(Referring expression data)
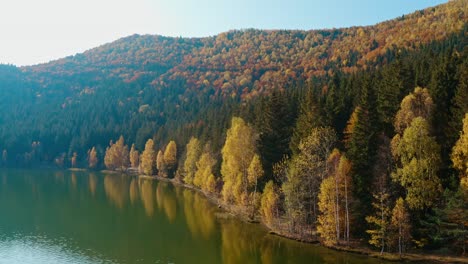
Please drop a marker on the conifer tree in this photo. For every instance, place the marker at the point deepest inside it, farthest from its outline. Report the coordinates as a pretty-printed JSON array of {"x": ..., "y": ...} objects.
[
  {"x": 238, "y": 151},
  {"x": 92, "y": 158},
  {"x": 401, "y": 225},
  {"x": 460, "y": 152},
  {"x": 419, "y": 158},
  {"x": 204, "y": 177},
  {"x": 170, "y": 157},
  {"x": 269, "y": 205},
  {"x": 134, "y": 157},
  {"x": 147, "y": 158},
  {"x": 193, "y": 154},
  {"x": 161, "y": 164}
]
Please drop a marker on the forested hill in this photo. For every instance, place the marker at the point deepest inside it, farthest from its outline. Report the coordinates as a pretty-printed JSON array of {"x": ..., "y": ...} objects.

| Exercise goal |
All lines above must be repeated exactly, and the pictures must be omitted.

| Response area |
Please drop a marker on the conifer tree in this photo. For every instance, place the marker at the point deepest inside it, farthest from its outline. Report the coordinates as a pretty-printed JSON array of {"x": ..., "y": ...} objects.
[
  {"x": 238, "y": 151},
  {"x": 92, "y": 158},
  {"x": 401, "y": 225},
  {"x": 460, "y": 152},
  {"x": 419, "y": 158},
  {"x": 204, "y": 177},
  {"x": 170, "y": 157},
  {"x": 269, "y": 205},
  {"x": 134, "y": 157},
  {"x": 147, "y": 158},
  {"x": 193, "y": 154},
  {"x": 161, "y": 164}
]
Please drop a marker on the forested hill in this photo. For every instance, place the marker at the point deepest inside it, farthest from its outline. Report the coordinates as a pretty-printed JSON array of {"x": ..., "y": ...} objects.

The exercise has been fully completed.